> _Problem details_
Reproduce verbatim the stretch of the listing below that runs from the line containing "Reviewer note: confirm one keypoint per instance of the leafy" through the end of the listing.

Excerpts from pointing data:
********************
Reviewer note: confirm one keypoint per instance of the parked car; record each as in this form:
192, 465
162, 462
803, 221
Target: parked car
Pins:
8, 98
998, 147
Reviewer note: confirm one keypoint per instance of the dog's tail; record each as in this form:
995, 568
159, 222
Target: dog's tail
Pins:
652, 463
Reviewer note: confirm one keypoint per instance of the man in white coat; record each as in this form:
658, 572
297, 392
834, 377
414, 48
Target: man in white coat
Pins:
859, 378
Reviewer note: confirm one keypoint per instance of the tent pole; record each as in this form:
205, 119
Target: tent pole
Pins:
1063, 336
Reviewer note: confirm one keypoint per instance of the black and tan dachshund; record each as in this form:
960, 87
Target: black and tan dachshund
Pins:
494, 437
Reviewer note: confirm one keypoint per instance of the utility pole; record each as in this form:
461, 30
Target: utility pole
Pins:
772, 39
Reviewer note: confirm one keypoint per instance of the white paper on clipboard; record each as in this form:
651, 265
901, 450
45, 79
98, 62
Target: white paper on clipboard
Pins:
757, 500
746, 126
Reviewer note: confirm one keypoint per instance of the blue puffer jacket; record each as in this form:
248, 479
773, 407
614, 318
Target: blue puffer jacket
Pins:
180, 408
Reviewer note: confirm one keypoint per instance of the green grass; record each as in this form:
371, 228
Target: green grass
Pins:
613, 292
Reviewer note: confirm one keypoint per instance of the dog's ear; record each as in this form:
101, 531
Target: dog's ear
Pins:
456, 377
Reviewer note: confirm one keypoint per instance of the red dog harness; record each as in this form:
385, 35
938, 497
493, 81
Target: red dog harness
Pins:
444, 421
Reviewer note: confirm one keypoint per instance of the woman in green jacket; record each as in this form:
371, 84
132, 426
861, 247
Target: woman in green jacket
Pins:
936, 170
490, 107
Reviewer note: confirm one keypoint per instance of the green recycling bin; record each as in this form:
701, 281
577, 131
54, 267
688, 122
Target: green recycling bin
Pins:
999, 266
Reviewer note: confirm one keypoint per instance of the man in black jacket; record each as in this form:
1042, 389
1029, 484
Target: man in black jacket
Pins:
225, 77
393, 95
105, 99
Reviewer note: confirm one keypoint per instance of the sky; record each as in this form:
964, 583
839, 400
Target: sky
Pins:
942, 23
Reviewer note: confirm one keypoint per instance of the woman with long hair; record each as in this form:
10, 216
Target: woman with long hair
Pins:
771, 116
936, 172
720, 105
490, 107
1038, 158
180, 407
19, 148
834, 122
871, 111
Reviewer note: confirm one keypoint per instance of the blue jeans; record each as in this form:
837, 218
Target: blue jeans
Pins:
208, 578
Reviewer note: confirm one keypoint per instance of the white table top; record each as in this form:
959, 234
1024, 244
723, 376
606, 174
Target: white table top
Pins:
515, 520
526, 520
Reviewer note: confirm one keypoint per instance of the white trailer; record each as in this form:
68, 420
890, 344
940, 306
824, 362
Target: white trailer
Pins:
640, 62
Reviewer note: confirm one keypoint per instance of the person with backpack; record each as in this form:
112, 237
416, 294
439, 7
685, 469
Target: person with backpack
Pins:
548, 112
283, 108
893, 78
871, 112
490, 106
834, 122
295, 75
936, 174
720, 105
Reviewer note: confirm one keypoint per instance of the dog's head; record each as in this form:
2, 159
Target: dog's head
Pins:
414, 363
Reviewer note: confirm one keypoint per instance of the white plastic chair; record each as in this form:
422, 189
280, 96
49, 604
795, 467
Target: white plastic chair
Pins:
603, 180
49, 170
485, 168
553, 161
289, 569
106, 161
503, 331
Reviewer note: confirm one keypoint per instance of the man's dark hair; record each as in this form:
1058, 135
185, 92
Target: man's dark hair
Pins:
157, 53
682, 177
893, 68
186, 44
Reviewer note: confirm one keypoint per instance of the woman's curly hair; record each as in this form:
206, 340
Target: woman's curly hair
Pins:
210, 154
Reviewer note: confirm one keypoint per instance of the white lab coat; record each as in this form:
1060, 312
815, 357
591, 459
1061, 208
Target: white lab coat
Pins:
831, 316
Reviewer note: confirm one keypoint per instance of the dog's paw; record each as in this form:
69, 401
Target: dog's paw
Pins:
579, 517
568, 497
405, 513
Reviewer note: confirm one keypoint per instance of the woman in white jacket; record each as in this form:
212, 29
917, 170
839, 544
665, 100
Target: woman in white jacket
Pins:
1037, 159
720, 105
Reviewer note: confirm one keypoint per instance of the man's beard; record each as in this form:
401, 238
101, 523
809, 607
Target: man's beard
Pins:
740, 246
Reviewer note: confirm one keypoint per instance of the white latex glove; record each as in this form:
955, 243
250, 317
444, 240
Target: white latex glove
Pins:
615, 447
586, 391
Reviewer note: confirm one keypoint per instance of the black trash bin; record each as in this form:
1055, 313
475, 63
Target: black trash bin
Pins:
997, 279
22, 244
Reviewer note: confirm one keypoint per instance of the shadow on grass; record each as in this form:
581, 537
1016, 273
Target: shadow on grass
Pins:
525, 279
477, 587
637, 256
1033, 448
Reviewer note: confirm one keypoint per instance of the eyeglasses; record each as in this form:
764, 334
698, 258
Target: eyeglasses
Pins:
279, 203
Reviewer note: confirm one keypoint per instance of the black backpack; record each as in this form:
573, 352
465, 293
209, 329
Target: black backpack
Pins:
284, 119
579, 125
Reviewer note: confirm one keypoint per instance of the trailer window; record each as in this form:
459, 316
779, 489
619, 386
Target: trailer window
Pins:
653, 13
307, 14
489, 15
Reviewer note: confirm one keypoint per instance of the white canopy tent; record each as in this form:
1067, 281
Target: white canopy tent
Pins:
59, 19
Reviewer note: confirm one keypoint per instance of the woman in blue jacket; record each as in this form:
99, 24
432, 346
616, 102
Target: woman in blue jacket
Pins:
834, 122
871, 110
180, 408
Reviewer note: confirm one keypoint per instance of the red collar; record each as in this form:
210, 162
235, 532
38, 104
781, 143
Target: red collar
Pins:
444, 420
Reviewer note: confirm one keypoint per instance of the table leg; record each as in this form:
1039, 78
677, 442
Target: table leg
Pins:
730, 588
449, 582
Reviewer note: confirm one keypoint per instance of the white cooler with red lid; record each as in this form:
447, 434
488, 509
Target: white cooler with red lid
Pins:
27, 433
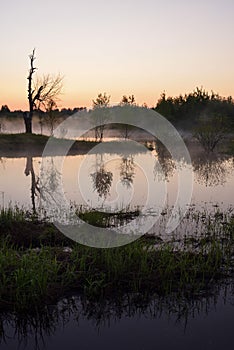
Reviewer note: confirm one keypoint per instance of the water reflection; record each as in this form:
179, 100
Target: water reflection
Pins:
77, 315
127, 170
101, 178
35, 190
211, 170
164, 164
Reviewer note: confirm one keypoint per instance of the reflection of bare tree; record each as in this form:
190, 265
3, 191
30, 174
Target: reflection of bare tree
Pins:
210, 171
164, 165
101, 178
127, 170
35, 190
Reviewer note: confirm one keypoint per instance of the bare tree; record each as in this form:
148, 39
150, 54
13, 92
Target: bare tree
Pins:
40, 92
130, 100
100, 105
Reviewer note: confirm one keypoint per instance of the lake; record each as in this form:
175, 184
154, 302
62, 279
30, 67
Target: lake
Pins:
114, 181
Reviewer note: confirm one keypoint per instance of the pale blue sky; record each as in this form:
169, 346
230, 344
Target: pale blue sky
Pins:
120, 47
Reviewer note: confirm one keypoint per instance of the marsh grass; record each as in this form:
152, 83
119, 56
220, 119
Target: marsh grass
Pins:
36, 267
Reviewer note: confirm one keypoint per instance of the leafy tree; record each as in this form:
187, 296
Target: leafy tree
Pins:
211, 131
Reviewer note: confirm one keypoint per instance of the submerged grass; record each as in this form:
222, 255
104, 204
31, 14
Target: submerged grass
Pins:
38, 264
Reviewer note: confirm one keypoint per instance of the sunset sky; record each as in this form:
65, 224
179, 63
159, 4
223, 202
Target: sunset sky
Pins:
139, 47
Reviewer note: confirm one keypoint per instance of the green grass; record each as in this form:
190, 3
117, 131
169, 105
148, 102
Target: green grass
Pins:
37, 269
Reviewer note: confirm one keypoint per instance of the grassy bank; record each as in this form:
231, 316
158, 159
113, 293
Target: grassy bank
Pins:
38, 264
********************
> _Task solution_
Reviewer note: confirm one keypoint per instance of the leafy tree; record each as in this form:
187, 296
Target: leafy tree
Pins:
211, 131
Reviewer note: confirm one keypoint per instance of the submerged grass; record each as in this form:
222, 255
104, 204
31, 14
Target: submerged grass
Pins:
38, 264
Reviewer note: confirm one keypoint per instance of the sunset sky; record each as in this form:
65, 224
179, 63
159, 4
223, 202
Target: sunset sky
Pins:
139, 47
Reviewer note: confirm one keypoint per instance of the green grass; record each as in this form:
190, 3
117, 131
169, 105
148, 102
Target: green grass
Pins:
37, 269
Reviewer note: confirm one keypoint per instance of the grassy bank; record each as in this form:
231, 316
158, 159
113, 293
Target: grassy bank
Pins:
38, 264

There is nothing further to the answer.